Document extract
'''
OOOOOOOO!!!!  So...boy I am in love with and I have been having a mini conversation on Facebook lately.  In it, I am trying to feel him out to see if I can tell him that I have loved him since the eighth grade without him hating me.  He did call me sweetheart in one post.  I am pretty sure I have already mentioned that, but that shows just how much I am holding onto that little glimmer of hope.  Granted, his "sweetheart" comment did come after I had called him "love" in the Happy Birthday message and "honey" in the we all want a rocket launcher one.  It could have been a totally innocent response to those, but I really don't want it to be that innocent!!!!!  I want to tell him that I love him.  I want to explain why we broke up.  I want to know why he thinks we broke up.  Mostly, I just want to see him again, know he is safe and at the very least hug him.  I miss the contact high I would get every time he touched me.  It was delicious.  I don't know if you have ever experienced something like that, but it sends warm shivers down my spine and warms me down to my toes.  His voice can do the same thing to me.  I love it...when I am not busy hating it because he is back to not touching me and he doesn't ever call.  I am just happy he is keeping the Facebook message conversation going.  I did ask him if it would bother him if Adam and I moved in together when we move to Tucson.  He said it wouldn't and that I was strange for asking.  That lead us onto a whole different topic, the one in which I am trying to discover whether or not he will let me tell him what happened.  It is showing some promising signs, but, with him, I never know what is going to happen.  I told him that I "am not going to force a conversation on him that he doesn't want no matter the topic of how much it needed said."  He responded with something along the lines of, "if it need to be said than maybe it is what I need to hear," and then he asked me about the weather.  Really?!  Check the weather channel!  The boy is trying to send me to an early grave!
'''
Data records
'''
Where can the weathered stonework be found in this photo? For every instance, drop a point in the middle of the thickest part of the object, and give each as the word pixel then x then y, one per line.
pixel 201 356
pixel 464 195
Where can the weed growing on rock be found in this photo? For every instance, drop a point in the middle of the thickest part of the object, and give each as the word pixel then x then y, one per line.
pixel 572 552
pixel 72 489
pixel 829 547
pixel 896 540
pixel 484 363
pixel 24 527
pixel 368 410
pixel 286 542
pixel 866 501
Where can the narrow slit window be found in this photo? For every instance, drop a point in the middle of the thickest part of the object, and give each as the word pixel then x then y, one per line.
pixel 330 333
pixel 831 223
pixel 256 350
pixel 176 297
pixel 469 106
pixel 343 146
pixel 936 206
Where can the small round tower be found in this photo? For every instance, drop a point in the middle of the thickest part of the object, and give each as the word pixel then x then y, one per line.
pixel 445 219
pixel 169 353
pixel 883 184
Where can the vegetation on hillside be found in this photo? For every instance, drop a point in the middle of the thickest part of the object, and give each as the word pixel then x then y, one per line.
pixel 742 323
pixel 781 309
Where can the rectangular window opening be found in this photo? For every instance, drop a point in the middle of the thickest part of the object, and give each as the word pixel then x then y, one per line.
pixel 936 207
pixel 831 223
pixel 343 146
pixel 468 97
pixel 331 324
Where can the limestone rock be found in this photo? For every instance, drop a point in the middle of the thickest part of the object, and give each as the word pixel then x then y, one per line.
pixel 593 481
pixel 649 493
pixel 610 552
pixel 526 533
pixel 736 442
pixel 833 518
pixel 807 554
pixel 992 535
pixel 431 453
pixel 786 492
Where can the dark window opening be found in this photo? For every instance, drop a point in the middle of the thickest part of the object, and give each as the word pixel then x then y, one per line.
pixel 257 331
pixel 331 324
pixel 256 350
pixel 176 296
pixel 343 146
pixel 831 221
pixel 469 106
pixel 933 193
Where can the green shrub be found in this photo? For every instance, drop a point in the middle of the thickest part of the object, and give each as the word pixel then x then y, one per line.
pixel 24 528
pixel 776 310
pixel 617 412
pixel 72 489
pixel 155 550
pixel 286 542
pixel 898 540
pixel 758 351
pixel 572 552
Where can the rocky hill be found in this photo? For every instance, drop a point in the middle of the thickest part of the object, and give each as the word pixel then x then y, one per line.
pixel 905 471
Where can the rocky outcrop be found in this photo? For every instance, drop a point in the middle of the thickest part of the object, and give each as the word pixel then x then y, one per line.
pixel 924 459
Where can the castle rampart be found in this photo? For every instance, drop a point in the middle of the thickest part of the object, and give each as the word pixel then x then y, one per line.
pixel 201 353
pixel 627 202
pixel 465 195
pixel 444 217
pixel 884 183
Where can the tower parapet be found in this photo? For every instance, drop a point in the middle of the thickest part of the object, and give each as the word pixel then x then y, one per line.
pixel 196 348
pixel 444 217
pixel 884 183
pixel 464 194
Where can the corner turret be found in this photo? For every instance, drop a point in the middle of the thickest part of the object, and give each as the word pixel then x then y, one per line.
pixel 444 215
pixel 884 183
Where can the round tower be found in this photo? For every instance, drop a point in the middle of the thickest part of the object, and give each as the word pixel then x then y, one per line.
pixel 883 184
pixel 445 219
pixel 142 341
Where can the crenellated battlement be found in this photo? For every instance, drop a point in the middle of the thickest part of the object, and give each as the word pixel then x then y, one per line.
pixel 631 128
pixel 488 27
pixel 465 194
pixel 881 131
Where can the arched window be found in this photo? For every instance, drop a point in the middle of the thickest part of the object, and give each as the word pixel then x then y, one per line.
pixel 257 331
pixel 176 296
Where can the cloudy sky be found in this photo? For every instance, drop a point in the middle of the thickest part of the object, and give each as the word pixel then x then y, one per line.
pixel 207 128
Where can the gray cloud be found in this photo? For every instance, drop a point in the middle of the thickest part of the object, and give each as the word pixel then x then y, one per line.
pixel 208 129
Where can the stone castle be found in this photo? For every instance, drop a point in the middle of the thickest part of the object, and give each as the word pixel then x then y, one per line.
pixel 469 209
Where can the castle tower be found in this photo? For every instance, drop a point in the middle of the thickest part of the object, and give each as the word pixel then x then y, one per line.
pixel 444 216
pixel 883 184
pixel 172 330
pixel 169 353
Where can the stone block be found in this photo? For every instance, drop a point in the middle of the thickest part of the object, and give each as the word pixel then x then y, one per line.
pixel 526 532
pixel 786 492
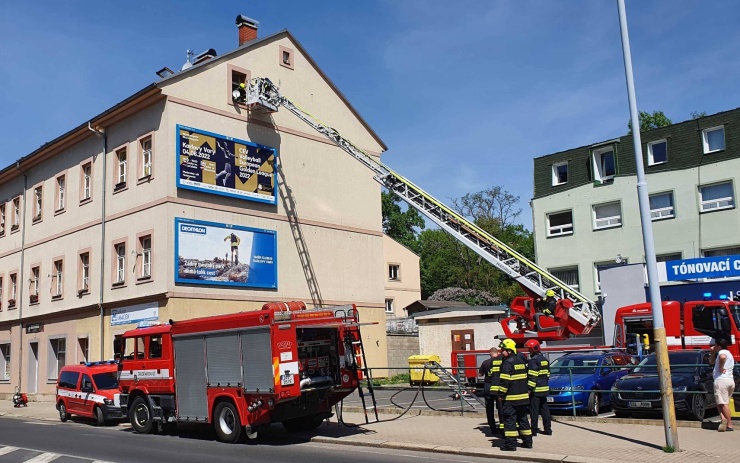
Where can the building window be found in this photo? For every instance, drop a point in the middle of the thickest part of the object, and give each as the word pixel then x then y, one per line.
pixel 5 359
pixel 657 152
pixel 86 189
pixel 57 357
pixel 120 168
pixel 560 223
pixel 393 272
pixel 713 139
pixel 716 197
pixel 120 263
pixel 661 206
pixel 604 164
pixel 559 173
pixel 58 278
pixel 38 203
pixel 146 157
pixel 607 215
pixel 61 192
pixel 568 275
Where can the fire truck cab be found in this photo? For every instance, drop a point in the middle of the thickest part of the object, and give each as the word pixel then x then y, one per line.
pixel 241 371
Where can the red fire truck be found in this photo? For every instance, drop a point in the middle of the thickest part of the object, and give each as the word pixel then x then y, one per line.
pixel 283 363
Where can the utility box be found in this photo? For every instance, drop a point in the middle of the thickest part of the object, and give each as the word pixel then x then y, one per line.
pixel 416 369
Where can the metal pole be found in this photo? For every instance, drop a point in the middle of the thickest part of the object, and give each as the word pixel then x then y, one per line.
pixel 661 349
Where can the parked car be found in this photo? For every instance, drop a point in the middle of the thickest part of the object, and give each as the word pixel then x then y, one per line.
pixel 89 390
pixel 693 386
pixel 592 375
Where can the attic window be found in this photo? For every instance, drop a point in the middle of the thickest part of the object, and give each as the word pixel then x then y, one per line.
pixel 286 57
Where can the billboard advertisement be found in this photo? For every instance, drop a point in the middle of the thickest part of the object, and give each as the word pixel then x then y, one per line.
pixel 225 166
pixel 210 253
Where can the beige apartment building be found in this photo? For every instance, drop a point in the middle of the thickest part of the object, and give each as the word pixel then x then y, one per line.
pixel 127 217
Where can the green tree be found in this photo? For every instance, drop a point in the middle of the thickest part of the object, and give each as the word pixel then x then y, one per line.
pixel 398 224
pixel 650 121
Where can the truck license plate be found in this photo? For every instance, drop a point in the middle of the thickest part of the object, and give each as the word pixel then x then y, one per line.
pixel 638 404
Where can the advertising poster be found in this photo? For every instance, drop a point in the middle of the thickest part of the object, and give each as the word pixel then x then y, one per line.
pixel 209 253
pixel 225 166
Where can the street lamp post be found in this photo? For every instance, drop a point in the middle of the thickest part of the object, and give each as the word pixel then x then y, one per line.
pixel 661 350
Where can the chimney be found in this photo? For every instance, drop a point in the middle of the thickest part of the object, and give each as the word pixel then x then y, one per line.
pixel 247 29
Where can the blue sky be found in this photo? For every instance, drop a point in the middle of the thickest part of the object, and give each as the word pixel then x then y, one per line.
pixel 465 94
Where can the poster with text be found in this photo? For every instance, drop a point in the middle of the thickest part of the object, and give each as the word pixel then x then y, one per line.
pixel 210 253
pixel 225 166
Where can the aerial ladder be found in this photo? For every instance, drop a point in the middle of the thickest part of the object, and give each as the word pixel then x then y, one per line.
pixel 574 313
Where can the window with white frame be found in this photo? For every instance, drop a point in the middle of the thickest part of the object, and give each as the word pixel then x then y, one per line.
pixel 604 164
pixel 657 152
pixel 713 139
pixel 57 357
pixel 5 359
pixel 716 197
pixel 661 206
pixel 607 215
pixel 568 275
pixel 560 223
pixel 560 173
pixel 121 169
pixel 146 157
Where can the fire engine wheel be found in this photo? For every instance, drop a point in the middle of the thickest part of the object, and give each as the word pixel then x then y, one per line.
pixel 226 422
pixel 63 415
pixel 140 417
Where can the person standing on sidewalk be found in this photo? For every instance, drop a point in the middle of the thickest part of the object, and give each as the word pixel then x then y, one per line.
pixel 515 397
pixel 724 383
pixel 538 371
pixel 490 369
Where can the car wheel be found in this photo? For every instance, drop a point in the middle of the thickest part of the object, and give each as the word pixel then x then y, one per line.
pixel 226 422
pixel 593 404
pixel 63 415
pixel 140 417
pixel 698 407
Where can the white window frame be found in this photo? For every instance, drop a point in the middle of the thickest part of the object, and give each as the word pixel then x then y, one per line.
pixel 716 204
pixel 613 221
pixel 705 139
pixel 651 157
pixel 555 177
pixel 560 230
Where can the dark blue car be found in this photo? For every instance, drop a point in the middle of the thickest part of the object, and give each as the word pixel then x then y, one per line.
pixel 592 375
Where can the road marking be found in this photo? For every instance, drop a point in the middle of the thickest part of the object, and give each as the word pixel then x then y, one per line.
pixel 44 458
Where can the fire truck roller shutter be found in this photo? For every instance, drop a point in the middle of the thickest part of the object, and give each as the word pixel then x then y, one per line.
pixel 257 360
pixel 224 361
pixel 190 374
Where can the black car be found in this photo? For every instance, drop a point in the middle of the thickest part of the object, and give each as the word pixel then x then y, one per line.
pixel 693 386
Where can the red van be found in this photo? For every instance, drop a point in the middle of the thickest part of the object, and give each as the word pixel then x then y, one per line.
pixel 89 390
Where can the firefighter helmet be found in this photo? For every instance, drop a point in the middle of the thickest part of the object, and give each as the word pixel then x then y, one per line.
pixel 533 345
pixel 508 344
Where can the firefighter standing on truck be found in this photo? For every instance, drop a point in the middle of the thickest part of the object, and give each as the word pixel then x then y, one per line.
pixel 514 394
pixel 538 371
pixel 491 370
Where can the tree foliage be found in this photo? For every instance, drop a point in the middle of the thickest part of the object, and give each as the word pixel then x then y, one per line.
pixel 650 121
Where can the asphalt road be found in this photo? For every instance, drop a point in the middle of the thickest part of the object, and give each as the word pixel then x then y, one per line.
pixel 41 442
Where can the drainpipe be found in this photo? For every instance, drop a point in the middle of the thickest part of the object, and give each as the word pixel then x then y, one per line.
pixel 102 134
pixel 19 300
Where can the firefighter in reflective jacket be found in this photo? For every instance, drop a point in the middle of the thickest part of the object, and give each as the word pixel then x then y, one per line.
pixel 538 372
pixel 515 397
pixel 491 370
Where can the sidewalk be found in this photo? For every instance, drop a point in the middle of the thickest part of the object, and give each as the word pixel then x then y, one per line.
pixel 573 441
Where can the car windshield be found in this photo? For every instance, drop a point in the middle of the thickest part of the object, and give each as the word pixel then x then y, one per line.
pixel 105 381
pixel 578 365
pixel 680 362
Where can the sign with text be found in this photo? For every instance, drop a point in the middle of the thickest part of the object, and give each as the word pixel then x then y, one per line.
pixel 225 166
pixel 209 253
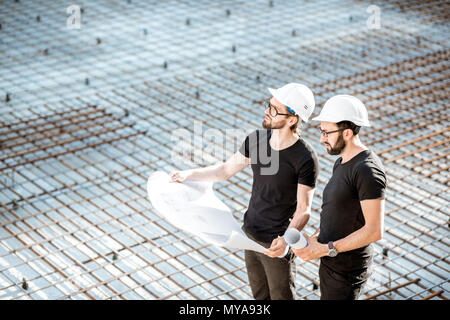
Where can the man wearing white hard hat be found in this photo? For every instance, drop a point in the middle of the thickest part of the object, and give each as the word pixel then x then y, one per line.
pixel 353 203
pixel 285 170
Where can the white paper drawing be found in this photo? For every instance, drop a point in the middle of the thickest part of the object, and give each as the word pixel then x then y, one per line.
pixel 192 206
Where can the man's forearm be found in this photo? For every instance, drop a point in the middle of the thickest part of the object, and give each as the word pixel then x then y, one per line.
pixel 358 239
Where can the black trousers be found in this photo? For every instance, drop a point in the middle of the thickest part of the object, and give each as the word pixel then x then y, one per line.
pixel 342 286
pixel 271 278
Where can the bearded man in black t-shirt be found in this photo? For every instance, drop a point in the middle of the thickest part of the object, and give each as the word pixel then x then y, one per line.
pixel 285 170
pixel 353 203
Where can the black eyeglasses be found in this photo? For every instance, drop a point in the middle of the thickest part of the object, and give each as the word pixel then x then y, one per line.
pixel 326 133
pixel 274 112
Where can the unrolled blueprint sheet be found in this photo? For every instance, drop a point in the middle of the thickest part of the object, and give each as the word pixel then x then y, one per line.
pixel 192 206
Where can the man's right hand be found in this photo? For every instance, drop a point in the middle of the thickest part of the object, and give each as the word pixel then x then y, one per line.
pixel 179 176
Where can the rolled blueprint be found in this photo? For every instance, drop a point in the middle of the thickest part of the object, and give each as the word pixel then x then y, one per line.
pixel 295 239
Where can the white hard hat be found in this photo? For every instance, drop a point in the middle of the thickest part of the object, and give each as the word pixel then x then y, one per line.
pixel 344 107
pixel 297 97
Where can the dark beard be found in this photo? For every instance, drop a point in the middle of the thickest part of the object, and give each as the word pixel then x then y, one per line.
pixel 338 146
pixel 268 125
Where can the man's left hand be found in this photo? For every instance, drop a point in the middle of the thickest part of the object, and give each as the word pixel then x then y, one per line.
pixel 314 250
pixel 277 248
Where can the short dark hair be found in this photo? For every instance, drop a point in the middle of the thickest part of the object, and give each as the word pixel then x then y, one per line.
pixel 349 125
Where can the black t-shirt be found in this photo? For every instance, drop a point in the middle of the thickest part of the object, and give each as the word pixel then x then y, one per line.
pixel 361 178
pixel 276 175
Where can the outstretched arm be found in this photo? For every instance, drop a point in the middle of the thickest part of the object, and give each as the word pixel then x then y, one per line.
pixel 217 172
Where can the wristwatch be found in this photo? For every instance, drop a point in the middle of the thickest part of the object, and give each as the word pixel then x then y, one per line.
pixel 332 252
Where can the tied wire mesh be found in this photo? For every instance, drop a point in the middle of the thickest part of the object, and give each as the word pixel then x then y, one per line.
pixel 86 115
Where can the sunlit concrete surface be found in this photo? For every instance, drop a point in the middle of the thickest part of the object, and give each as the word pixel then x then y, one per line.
pixel 88 113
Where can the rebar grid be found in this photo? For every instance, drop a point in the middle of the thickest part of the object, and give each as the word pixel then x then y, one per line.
pixel 76 151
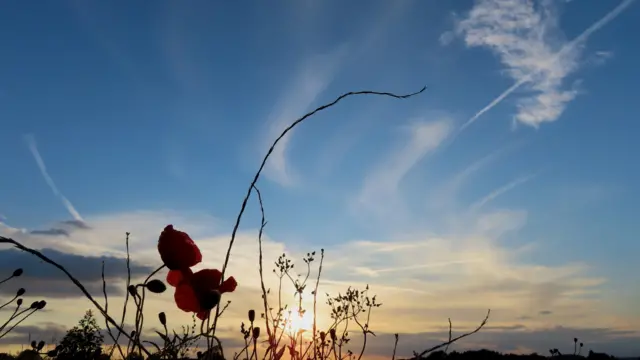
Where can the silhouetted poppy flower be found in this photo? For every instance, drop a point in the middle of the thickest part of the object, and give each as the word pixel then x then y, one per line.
pixel 177 250
pixel 175 277
pixel 200 292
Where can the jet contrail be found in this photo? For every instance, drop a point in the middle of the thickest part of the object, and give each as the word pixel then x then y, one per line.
pixel 582 37
pixel 31 143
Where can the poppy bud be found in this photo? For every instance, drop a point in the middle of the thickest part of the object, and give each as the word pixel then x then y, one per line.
pixel 156 286
pixel 210 299
pixel 177 250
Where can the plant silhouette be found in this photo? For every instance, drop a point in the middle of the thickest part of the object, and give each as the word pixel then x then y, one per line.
pixel 83 341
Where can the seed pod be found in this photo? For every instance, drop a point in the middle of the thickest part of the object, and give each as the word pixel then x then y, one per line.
pixel 156 286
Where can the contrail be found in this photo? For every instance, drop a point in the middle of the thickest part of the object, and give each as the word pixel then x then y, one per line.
pixel 500 191
pixel 569 46
pixel 31 143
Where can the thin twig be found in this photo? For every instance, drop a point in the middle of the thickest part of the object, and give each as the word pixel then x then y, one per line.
pixel 263 223
pixel 447 348
pixel 106 309
pixel 395 347
pixel 126 296
pixel 315 310
pixel 74 280
pixel 266 157
pixel 484 322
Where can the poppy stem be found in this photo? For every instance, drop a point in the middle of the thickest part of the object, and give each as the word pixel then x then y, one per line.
pixel 272 148
pixel 75 281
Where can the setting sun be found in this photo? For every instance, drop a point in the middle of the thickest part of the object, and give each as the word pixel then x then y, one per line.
pixel 299 322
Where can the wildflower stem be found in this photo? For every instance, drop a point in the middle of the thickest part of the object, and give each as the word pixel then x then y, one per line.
pixel 126 296
pixel 74 280
pixel 106 309
pixel 482 324
pixel 271 149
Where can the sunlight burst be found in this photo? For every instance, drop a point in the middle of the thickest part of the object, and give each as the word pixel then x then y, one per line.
pixel 299 322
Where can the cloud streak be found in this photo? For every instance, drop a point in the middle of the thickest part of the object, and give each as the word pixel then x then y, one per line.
pixel 525 39
pixel 312 79
pixel 500 191
pixel 381 185
pixel 31 143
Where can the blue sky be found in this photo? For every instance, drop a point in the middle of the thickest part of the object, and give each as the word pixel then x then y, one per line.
pixel 519 154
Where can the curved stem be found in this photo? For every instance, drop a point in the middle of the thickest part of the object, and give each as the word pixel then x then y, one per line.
pixel 266 157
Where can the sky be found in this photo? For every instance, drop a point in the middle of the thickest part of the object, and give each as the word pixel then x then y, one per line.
pixel 507 184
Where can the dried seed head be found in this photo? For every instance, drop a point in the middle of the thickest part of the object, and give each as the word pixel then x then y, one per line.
pixel 156 286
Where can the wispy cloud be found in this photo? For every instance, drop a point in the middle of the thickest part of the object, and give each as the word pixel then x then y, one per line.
pixel 421 279
pixel 529 43
pixel 381 185
pixel 500 191
pixel 311 80
pixel 31 143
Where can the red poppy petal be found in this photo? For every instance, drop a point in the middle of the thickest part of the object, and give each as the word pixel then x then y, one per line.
pixel 186 299
pixel 177 250
pixel 229 285
pixel 203 315
pixel 175 277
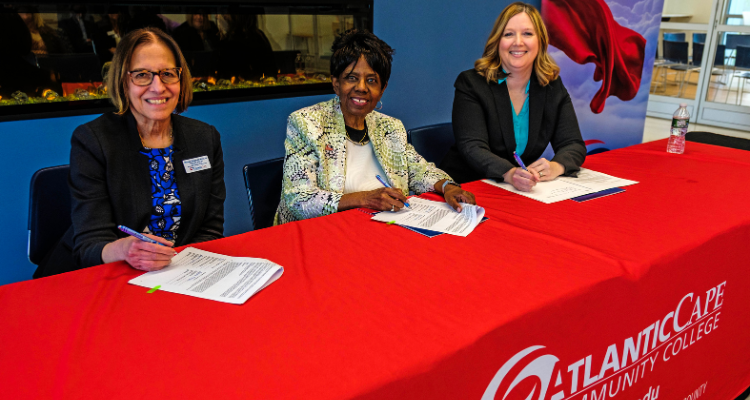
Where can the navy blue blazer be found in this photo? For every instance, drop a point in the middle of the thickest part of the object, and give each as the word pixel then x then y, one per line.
pixel 483 128
pixel 109 184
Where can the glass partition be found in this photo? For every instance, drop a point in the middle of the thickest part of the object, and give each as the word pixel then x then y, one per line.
pixel 677 68
pixel 54 57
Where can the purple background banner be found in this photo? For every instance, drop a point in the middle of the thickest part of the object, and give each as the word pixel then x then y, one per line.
pixel 621 123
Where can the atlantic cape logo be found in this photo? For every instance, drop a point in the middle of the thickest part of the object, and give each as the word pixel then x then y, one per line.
'''
Prompt 1
Decide whether each statement agrees with the post, answering yes or no and quoting the words that decide it: (a) He called her "sweetheart" after she had called him "love" in a birthday message. (b) He said it would bother him if she and Adam moved in together. (c) She has loved him since high school graduation.
Prompt 2
Convert the rows from the line with "Where can the green tree" through the line with "pixel 661 350" into a JSON list of strings, one string for each line, skipping blank lines.
The rows are unrelated to the post.

Complete response 1
(a) Yes: "his "sweetheart" comment did come after I had called him "love" in the Happy Birthday message"
(b) No: "He said it wouldn't and that I was strange for asking."
(c) No: "I have loved him since the eighth grade"

Complete response 2
[
  "Where can the green tree be found in this photo? For every instance, drop a point in the middle of the thickest part of the object, and give each as the word pixel then x then y, one per line.",
  "pixel 398 224",
  "pixel 650 121",
  "Where can the truck license plate be found in this photo? For every instance, drop a point in the middle of the thickest part of the object, and give each as the word pixel then x then y, one per line.",
  "pixel 638 404",
  "Where can the advertising poster be found in this photo? For every instance, drop a point in the middle of the thickest part of the object, and give each as the word pixel then x then y, one per line.",
  "pixel 209 253",
  "pixel 225 166",
  "Where can the street lamp post be found in this photo? For every instance, drop a point in the middle of the thickest part of the object, and give each as the word pixel then x then y, one per line.",
  "pixel 661 350"
]